----- PROVIDED RECORDS

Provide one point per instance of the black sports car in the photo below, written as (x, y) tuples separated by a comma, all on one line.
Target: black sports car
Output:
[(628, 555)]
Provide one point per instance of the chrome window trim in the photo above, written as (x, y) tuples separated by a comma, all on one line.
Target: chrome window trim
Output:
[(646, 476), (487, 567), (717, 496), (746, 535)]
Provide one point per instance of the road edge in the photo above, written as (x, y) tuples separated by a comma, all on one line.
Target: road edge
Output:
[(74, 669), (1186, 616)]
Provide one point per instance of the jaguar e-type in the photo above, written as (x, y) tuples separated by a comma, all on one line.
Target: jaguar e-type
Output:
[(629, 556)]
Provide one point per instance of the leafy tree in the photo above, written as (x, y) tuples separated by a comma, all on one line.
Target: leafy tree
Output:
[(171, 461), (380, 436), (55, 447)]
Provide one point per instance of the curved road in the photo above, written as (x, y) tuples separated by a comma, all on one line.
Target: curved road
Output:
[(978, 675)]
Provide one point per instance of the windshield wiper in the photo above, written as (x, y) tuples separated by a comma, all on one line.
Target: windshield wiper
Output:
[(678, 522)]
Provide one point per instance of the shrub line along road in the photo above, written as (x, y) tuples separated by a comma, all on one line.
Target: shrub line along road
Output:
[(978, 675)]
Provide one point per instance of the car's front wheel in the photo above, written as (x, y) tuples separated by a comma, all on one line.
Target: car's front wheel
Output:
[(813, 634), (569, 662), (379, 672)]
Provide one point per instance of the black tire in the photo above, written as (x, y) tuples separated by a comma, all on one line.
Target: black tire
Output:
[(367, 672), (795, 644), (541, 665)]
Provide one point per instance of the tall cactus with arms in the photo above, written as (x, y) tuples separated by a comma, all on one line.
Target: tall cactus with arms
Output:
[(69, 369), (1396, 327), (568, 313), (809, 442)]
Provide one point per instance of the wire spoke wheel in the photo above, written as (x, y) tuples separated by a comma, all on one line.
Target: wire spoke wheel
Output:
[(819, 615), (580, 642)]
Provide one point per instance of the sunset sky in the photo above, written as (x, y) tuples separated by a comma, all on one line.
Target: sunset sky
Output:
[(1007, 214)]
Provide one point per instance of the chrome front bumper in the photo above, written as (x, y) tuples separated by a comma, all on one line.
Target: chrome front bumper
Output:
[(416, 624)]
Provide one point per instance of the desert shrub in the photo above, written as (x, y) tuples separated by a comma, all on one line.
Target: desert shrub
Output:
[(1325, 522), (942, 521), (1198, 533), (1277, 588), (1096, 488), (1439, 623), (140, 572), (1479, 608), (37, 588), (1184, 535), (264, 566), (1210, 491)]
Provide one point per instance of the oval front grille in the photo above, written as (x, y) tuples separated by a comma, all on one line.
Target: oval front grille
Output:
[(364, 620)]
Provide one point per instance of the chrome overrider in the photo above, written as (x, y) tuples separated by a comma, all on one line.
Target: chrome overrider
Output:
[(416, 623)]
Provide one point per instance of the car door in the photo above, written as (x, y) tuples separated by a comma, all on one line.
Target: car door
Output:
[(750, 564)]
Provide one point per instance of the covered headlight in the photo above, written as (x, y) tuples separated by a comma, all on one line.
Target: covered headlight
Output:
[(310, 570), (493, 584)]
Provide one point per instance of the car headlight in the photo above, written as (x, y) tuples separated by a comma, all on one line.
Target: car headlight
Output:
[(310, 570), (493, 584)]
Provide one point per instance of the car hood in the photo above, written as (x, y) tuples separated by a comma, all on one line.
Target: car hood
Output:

----------

▸ WRITTEN REQUEST
Can you format every line of the items above as a JSON list of strings, with one string per line and no blank lines?

▸ EXERCISE OUTPUT
[
  "Provide one point per instance of the black sports car in the photo below, written as (x, y) tuples separated by a comma, all on one line.",
  "Target: black sports car",
  "Output:",
  "[(628, 555)]",
  "Provide one point per instance of the chrome window trim in the photo above, written as (x, y) tuples separated by a comma, all on one line.",
  "Target: chrome window trim",
  "Output:",
  "[(646, 476), (487, 567), (717, 496), (746, 535)]",
  "Provide one point per instance of the road edge in the photo above, written as (x, y) tuples separated by a comma, all on one line.",
  "Target: road edge",
  "Output:",
  "[(74, 669), (1186, 616)]",
  "Provide one point per instance of the jaguar e-type in the photo above, written as (x, y) tuples separated by a comma, all on one line.",
  "Target: jaguar e-type",
  "Output:",
  "[(629, 556)]",
  "Provide one point per instance of the leafy tree in the photo above, written as (x, y) tuples separated by a comma, all on one line.",
  "Target: leafy tree",
  "Output:",
  "[(171, 461), (380, 436), (55, 447)]",
  "Provide one point per instance of the curved road in the photo above, written as (x, y) tuples separated by a comma, all on one line.",
  "Target: curved road",
  "Output:",
  "[(978, 675)]",
  "Provide one point per instance of the windshield wiper in the photo above, written as (x, y) tuples separated by a comma, all on one line.",
  "Target: windshield wiper",
  "Output:",
  "[(678, 522)]",
  "Provide one point per instance of the shrub line along road in the photo above, written as (x, y) tuples separated by a comma, all on one line.",
  "Target: shrub line along road",
  "Output:",
  "[(978, 675)]",
  "Provide one point per instance of the car's front wheel in the photo above, written as (x, y) tuples separated by a comma, all on one line.",
  "Target: car's front wheel",
  "Output:",
  "[(813, 634), (569, 662), (379, 672)]",
  "Provide one point per instance of the black tire in the photo above, written as (x, y) tuples separated by a comma, all on one line.",
  "Target: black tire",
  "Output:",
  "[(367, 672), (795, 644), (541, 665)]",
  "Provide one point per instance of the tall cactus with arms in the photo above, written as (x, y) tuples separated by a comma, all on one line.",
  "Target: tall cactus with arms",
  "Output:",
  "[(69, 369), (1396, 327), (568, 313), (809, 442)]",
  "Provide one point per instance of the wire spoke wheel in the photo above, written as (x, y) tuples separated by a comma, all on one line.",
  "Target: wire spoke wheel",
  "Output:",
  "[(819, 615), (580, 642)]",
  "Provide one point per instance of the sunset sky in the photo above, written as (x, y) tuples separated by a comma, all on one line.",
  "Target: sunset sky",
  "Output:",
  "[(1007, 214)]",
  "Provide one point per instance of the chrome front bumper in the photo above, written as (x, y) tuples separated by a comma, all on one line.",
  "Target: chrome front bumper",
  "Output:",
  "[(416, 624)]",
  "Provide one point per instance of the desert shrub in the photo above, written as (x, y) tuples separated by a comma, all on one line.",
  "Target: desert shrub",
  "Output:",
  "[(1325, 522), (942, 521), (1198, 533), (1277, 588), (1096, 488), (1439, 623), (140, 572), (1479, 608), (37, 588), (1184, 535), (264, 566), (1210, 491)]",
  "Provide one point per instance of the oval front grille in the photo above, written as (x, y) tuples separated by a comma, all on one line.",
  "Target: oval front grille",
  "Output:",
  "[(364, 620)]",
  "Provide one point per instance of the chrome overrider in the photo above, written as (x, y) tuples separated by a comma, all on one line.",
  "Target: chrome overrider",
  "Output:",
  "[(416, 623)]",
  "Provide one point per instance of the car door in the photo above, written as (x, y) tuples separated by a comma, all on one line.",
  "Target: car door",
  "Output:",
  "[(750, 564)]",
  "Provide one point per instance of the covered headlight in the photo above, written as (x, y) tuples separated by a comma, all on one line.",
  "Target: covered headlight",
  "Output:",
  "[(310, 570), (493, 584)]",
  "Provide one point per instance of the car headlight in the photo above, written as (x, y) tuples separated by a comma, all on one line.",
  "Target: car headlight",
  "Output:",
  "[(310, 570), (493, 584)]",
  "Provide one point per instance of the car hood in the photo above, written as (x, y) tuples separated by a comma, all on one line.",
  "Target: car hood",
  "Output:"
]